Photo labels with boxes
- - -

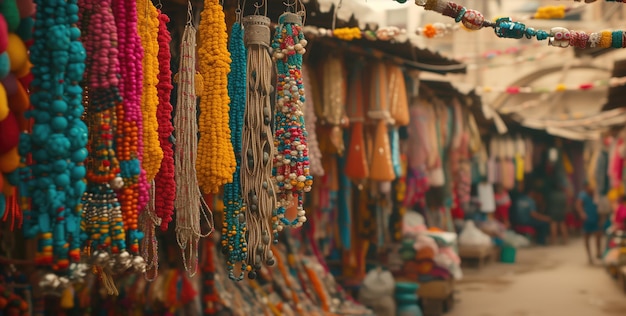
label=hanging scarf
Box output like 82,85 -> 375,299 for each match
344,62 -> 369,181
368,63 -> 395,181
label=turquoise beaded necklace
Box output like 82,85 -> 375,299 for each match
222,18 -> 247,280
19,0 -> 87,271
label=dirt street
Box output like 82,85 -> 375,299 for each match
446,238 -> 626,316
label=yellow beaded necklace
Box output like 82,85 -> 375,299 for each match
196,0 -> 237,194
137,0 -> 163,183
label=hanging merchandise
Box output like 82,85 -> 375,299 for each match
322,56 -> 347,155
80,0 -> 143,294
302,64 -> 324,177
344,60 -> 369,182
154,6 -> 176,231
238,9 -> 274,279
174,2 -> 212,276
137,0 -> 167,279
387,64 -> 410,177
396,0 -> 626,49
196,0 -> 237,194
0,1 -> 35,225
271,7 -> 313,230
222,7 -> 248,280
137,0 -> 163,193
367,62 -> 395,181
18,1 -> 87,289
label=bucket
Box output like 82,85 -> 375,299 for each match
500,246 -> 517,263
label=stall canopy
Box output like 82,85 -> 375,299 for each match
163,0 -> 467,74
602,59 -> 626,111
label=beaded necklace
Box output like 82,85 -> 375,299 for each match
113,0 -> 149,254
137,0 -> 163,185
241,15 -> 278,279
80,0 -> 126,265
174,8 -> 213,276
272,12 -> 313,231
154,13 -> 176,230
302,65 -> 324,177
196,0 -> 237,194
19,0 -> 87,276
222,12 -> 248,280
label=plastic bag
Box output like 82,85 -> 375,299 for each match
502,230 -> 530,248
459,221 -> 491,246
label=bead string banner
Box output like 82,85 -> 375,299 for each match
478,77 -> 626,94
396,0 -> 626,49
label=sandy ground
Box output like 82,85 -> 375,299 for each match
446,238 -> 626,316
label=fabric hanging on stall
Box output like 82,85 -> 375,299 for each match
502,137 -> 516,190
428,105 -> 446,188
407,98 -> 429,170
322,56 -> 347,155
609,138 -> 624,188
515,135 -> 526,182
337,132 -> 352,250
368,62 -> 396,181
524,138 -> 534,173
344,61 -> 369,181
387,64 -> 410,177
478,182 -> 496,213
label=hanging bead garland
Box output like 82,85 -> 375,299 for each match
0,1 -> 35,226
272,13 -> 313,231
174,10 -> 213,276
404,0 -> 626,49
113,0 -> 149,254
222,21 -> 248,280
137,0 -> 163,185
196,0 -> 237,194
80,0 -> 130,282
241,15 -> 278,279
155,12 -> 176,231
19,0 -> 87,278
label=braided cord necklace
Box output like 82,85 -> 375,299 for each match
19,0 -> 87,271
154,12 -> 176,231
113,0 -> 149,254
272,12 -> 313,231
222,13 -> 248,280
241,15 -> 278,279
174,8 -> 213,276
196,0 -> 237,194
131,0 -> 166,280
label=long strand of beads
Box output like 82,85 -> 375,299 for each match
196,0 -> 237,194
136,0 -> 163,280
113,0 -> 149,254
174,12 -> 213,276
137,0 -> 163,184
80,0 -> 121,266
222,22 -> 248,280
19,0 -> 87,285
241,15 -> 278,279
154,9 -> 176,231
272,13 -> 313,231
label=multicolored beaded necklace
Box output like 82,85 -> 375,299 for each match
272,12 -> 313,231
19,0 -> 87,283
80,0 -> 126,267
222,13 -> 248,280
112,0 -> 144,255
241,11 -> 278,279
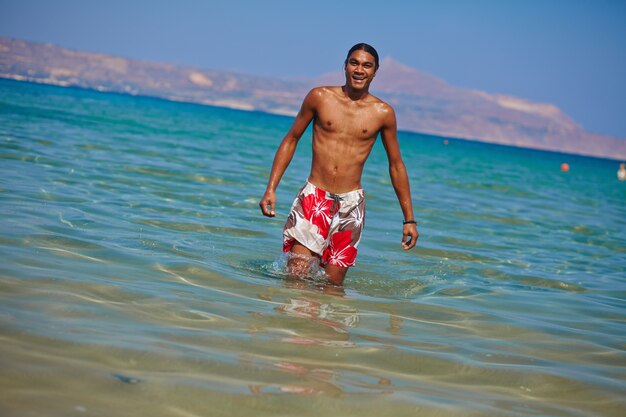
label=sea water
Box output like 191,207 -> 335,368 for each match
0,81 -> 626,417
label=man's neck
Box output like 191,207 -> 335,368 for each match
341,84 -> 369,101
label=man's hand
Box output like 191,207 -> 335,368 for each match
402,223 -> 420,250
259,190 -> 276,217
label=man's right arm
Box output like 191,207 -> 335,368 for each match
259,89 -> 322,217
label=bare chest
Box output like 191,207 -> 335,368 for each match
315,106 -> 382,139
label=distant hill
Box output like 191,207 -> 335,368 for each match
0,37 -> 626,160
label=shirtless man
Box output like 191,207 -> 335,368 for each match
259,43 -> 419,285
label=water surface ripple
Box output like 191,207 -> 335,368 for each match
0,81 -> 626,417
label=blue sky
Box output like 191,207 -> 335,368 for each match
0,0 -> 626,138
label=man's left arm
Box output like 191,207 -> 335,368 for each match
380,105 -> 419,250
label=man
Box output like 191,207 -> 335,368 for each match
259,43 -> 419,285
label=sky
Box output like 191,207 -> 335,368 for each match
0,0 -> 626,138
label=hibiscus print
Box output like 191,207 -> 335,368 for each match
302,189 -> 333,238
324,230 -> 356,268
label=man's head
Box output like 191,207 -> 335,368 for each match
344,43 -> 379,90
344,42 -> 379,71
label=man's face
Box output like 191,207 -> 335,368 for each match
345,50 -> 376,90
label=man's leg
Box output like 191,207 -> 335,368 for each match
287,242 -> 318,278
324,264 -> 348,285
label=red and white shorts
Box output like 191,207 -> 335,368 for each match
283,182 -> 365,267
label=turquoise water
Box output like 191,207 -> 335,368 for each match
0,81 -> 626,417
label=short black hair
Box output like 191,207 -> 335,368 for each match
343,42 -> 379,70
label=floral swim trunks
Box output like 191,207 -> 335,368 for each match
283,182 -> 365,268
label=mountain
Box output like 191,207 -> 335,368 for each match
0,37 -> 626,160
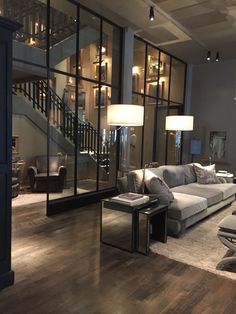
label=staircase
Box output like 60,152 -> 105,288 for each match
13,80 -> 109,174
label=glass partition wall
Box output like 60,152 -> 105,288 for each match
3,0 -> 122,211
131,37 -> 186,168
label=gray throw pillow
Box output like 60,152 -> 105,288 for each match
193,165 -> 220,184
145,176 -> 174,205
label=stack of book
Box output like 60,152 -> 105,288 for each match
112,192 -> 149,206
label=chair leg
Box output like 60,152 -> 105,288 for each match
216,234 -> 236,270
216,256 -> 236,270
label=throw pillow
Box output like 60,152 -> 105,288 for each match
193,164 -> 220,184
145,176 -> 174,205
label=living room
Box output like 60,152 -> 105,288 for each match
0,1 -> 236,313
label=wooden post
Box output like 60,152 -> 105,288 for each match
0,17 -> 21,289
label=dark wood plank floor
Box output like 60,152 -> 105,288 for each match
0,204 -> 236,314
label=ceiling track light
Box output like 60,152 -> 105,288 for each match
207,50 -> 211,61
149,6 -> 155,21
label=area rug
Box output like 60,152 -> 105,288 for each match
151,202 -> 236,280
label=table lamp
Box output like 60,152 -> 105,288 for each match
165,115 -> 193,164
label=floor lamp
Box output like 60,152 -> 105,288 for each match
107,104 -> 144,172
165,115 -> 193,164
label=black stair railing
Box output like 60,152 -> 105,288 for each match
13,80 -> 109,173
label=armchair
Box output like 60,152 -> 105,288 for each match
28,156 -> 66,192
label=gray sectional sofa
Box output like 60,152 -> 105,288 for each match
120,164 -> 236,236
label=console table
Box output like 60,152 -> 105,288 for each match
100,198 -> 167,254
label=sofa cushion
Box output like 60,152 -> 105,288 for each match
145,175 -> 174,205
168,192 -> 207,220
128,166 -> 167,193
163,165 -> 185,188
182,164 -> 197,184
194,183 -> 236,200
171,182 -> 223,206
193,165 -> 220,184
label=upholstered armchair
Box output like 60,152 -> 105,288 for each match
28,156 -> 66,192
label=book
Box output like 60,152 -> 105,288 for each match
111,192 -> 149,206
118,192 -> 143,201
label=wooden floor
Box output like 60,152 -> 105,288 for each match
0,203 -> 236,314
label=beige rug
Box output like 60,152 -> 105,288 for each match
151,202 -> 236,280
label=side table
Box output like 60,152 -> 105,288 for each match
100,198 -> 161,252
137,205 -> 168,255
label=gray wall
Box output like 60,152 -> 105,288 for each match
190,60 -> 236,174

- - -

*Written request*.
Reproduce every one of the rows above without alteration, leaving out the pictures.

*Exercise output*.
label=hanging scarf
Box output like 82,85 -> 375,299 for each match
344,62 -> 369,181
368,63 -> 395,181
label=turquoise beaded necklace
Box output like 82,85 -> 375,299 for each match
222,18 -> 247,280
19,0 -> 87,271
label=dirt street
Box output like 82,85 -> 375,299 for each match
446,238 -> 626,316
label=yellow beaded necklace
Box output like 82,85 -> 375,299 for each match
196,0 -> 237,194
137,0 -> 163,183
label=hanging merchandise
Box output like 82,85 -> 375,299 for each match
322,56 -> 347,155
80,0 -> 143,294
302,64 -> 324,177
344,60 -> 369,182
154,6 -> 176,231
238,9 -> 274,279
174,2 -> 212,276
137,0 -> 167,279
387,64 -> 410,177
396,0 -> 626,49
196,0 -> 237,194
0,1 -> 35,225
271,7 -> 313,230
222,7 -> 248,280
137,0 -> 163,193
367,62 -> 395,181
18,1 -> 87,289
label=bucket
Box output like 82,85 -> 375,299 for each match
500,246 -> 517,263
label=stall canopy
Box output like 82,85 -> 375,299 for each match
163,0 -> 467,74
602,59 -> 626,111
label=beaded necklace
Box output like 82,85 -> 375,299 for each match
113,0 -> 149,254
137,0 -> 163,185
241,15 -> 278,279
80,0 -> 126,265
174,8 -> 213,276
272,12 -> 313,231
154,13 -> 176,230
302,65 -> 324,177
196,0 -> 237,194
19,0 -> 87,276
222,12 -> 248,280
label=plastic bag
Box output like 82,85 -> 375,299 for each match
502,230 -> 530,248
459,221 -> 491,246
label=bead string banner
Box output like 82,85 -> 375,299 for each match
478,77 -> 626,94
396,0 -> 626,49
label=sandy ground
Box output like 82,85 -> 375,299 for each match
446,238 -> 626,316
label=fabric hanging on stall
Box output like 82,85 -> 375,299 for each match
502,137 -> 516,190
428,105 -> 446,188
407,98 -> 429,170
322,56 -> 347,155
609,138 -> 624,188
515,135 -> 526,182
337,132 -> 352,250
368,62 -> 396,181
524,138 -> 534,173
344,61 -> 369,181
387,64 -> 410,177
478,182 -> 496,213
label=hanging bead garland
Box output like 82,85 -> 375,299 for each match
0,1 -> 35,226
272,13 -> 313,231
174,10 -> 213,276
404,0 -> 626,49
113,0 -> 149,254
222,21 -> 248,280
137,0 -> 163,185
196,0 -> 237,194
80,0 -> 130,282
241,15 -> 278,279
155,12 -> 176,231
19,0 -> 87,278
label=braided cord necklace
Box output like 82,85 -> 375,299 for each match
19,0 -> 87,271
154,12 -> 176,231
113,0 -> 149,254
272,12 -> 313,231
222,13 -> 248,280
241,15 -> 278,279
174,8 -> 213,276
196,0 -> 237,194
131,0 -> 166,280
label=long strand of beads
Box output like 82,85 -> 375,299 for each match
196,0 -> 237,194
136,0 -> 163,280
113,0 -> 149,254
174,12 -> 213,276
137,0 -> 163,184
80,0 -> 121,266
222,22 -> 248,280
19,0 -> 87,285
241,15 -> 278,279
154,9 -> 176,231
272,13 -> 313,231
label=multicolored beaded necklace
Box output like 82,85 -> 375,299 for each match
272,12 -> 313,231
19,0 -> 87,283
80,0 -> 126,267
222,13 -> 248,280
112,0 -> 144,255
241,11 -> 278,279
label=sea water
Box output like 191,207 -> 335,368 for each match
0,81 -> 626,417
label=man's neck
Box output like 191,207 -> 335,368 for each match
341,84 -> 369,101
label=man's hand
Box output like 191,207 -> 335,368 for each match
402,223 -> 420,250
259,190 -> 276,217
label=man's right arm
Box output like 191,207 -> 335,368 for each match
259,89 -> 322,217
label=bare chest
Box output like 191,207 -> 335,368 for each match
315,106 -> 382,139
label=distant hill
Box output like 191,207 -> 335,368 for each match
0,37 -> 626,160
label=shirtless man
Box output like 191,207 -> 335,368 for each match
259,43 -> 419,285
label=water surface ripple
Box output like 191,207 -> 335,368 for each match
0,81 -> 626,417
label=blue sky
Box output like 191,207 -> 335,368 for each match
0,0 -> 626,138
label=man's left arm
Box output like 191,207 -> 335,368 for each match
380,105 -> 419,250
label=man
Box output like 191,207 -> 335,368 for each match
259,43 -> 419,285
label=sky
Box output like 191,207 -> 335,368 for each match
0,0 -> 626,138
label=hibiscus print
Box output like 191,207 -> 335,368 for each match
302,189 -> 333,238
324,230 -> 356,268
label=man's head
Box output like 191,207 -> 335,368 for each match
344,43 -> 379,90
344,42 -> 379,71
label=man's face
Box output like 191,207 -> 335,368 for each match
345,50 -> 376,90
label=man's leg
Box output like 191,207 -> 335,368 for each match
287,242 -> 318,278
324,264 -> 348,285
label=red and white shorts
Box output like 191,207 -> 335,368 for each match
283,182 -> 365,267
label=turquoise water
Box output like 191,207 -> 335,368 for each match
0,81 -> 626,417
label=short black hair
Box output like 191,207 -> 335,368 for each match
343,42 -> 379,70
label=floral swim trunks
Box output like 191,207 -> 335,368 for each match
283,182 -> 365,268
label=mountain
Box output like 191,207 -> 335,368 for each match
0,37 -> 626,160
label=staircase
Box output like 60,152 -> 105,288 for each match
13,80 -> 109,174
label=glass partition wall
Box output like 60,152 -> 105,288 for each match
3,0 -> 122,211
131,37 -> 186,168
label=gray throw pillow
Box output like 60,152 -> 105,288 for each match
193,165 -> 220,184
145,176 -> 174,205
label=stack of book
Box output like 60,152 -> 105,288 for each match
112,192 -> 149,206
label=chair leg
Box output like 60,152 -> 105,288 for each match
216,234 -> 236,270
216,256 -> 236,270
label=throw pillow
Box output like 60,152 -> 105,288 for each match
193,164 -> 220,184
145,176 -> 174,205
label=living room
Box output like 60,152 -> 105,288 for each match
0,1 -> 236,313
label=wooden post
Box output like 60,152 -> 105,288 for each match
0,17 -> 21,289
label=dark wood plank floor
Box output like 60,152 -> 105,288 for each match
0,204 -> 236,314
label=ceiling track light
Box output like 60,152 -> 105,288 for each match
207,50 -> 211,61
149,6 -> 155,21
label=area rug
Box output like 60,152 -> 105,288 for each match
151,202 -> 236,280
label=table lamp
Box output like 60,152 -> 105,288 for each match
165,115 -> 193,164
label=floor lamp
Box output like 60,152 -> 105,288 for each match
107,104 -> 144,172
165,115 -> 193,164
label=black stair railing
Box output like 60,152 -> 105,288 for each match
13,80 -> 109,173
label=armchair
Box output like 60,152 -> 105,288 for each match
28,156 -> 66,192
label=gray sectional sofa
Box output like 60,152 -> 105,288 for each match
120,164 -> 236,236
label=console table
Box output like 60,152 -> 105,288 for each match
100,198 -> 167,254
label=sofa cushion
Box output like 60,152 -> 105,288 for each match
145,175 -> 174,205
168,192 -> 207,220
128,166 -> 167,193
163,165 -> 185,188
182,164 -> 197,184
194,183 -> 236,200
171,182 -> 223,206
193,165 -> 220,184
label=upholstered armchair
Box output like 60,152 -> 105,288 for each match
28,156 -> 66,192
label=book
Box output like 60,152 -> 105,288 for each match
111,192 -> 149,206
118,192 -> 143,201
label=wooden floor
Box output like 60,152 -> 105,288 for each match
0,203 -> 236,314
label=beige rug
Box output like 60,152 -> 105,288 for each match
151,202 -> 236,280
label=side table
Box output like 60,152 -> 105,288 for each match
100,198 -> 161,252
137,205 -> 168,255
label=gray wall
Box output like 60,152 -> 105,288 for each match
190,60 -> 236,174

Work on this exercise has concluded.